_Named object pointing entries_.
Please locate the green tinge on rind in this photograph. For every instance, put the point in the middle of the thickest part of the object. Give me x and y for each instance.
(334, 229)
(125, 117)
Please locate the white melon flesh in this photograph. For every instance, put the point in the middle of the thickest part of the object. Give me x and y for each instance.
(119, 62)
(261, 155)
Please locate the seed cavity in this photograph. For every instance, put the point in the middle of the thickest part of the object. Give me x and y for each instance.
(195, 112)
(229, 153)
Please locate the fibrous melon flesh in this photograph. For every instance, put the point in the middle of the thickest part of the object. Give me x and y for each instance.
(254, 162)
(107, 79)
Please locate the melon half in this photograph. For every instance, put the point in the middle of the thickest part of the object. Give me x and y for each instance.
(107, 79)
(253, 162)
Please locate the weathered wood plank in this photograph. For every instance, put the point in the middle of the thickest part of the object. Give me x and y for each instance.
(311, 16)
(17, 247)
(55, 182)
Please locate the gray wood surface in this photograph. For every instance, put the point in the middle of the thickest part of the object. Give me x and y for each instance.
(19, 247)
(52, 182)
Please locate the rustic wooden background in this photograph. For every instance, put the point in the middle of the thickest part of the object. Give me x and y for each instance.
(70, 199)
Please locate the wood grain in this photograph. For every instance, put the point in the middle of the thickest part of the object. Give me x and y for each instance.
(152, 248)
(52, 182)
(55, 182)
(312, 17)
...
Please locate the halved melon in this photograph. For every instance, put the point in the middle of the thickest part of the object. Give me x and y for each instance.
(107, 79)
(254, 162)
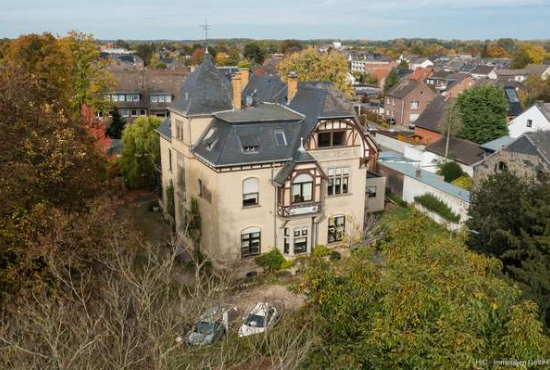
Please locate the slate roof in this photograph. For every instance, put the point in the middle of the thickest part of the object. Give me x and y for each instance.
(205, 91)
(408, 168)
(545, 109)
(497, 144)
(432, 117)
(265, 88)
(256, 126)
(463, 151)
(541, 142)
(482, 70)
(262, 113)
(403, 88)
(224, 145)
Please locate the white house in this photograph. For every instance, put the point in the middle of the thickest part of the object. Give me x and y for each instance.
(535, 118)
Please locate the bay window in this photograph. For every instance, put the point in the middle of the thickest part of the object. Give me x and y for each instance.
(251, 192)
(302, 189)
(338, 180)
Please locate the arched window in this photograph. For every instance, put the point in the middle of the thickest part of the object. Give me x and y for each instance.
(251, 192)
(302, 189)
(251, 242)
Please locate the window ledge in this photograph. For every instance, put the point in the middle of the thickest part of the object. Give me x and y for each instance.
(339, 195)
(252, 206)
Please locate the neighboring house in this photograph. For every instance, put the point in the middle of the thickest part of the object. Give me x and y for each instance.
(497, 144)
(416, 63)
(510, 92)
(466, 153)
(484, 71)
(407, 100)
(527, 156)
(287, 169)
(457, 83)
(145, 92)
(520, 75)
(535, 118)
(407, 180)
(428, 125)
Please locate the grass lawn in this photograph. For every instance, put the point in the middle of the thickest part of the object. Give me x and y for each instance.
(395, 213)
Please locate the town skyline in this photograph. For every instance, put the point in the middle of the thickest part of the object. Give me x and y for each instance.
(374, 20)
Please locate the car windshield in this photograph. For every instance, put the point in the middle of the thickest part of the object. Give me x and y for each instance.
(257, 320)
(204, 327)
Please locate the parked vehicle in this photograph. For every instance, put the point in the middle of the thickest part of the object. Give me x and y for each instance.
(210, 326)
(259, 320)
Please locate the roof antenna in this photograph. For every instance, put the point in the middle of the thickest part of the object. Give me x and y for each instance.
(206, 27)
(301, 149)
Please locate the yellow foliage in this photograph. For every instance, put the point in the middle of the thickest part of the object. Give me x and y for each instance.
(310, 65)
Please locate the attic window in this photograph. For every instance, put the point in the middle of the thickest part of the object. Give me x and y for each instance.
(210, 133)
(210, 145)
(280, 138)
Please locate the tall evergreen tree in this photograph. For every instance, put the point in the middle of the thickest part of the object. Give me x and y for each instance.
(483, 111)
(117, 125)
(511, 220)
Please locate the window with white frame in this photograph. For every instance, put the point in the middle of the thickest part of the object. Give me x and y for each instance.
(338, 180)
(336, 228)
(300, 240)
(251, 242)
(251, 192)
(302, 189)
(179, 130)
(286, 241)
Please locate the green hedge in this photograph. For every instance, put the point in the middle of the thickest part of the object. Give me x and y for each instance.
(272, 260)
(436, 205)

_Exercise objective_.
Identify each line of the records that contains the string "house", and copy those lines.

_Finished task_.
Please locate the white house in this photograph. For every instance, put the point in the middle of the thickest part of the object. Give me x and y for each instance.
Please locate the neighboring house in this photograph. For every instance, put the point in the middle of the thickest part of the object. Give me x and y for each instance.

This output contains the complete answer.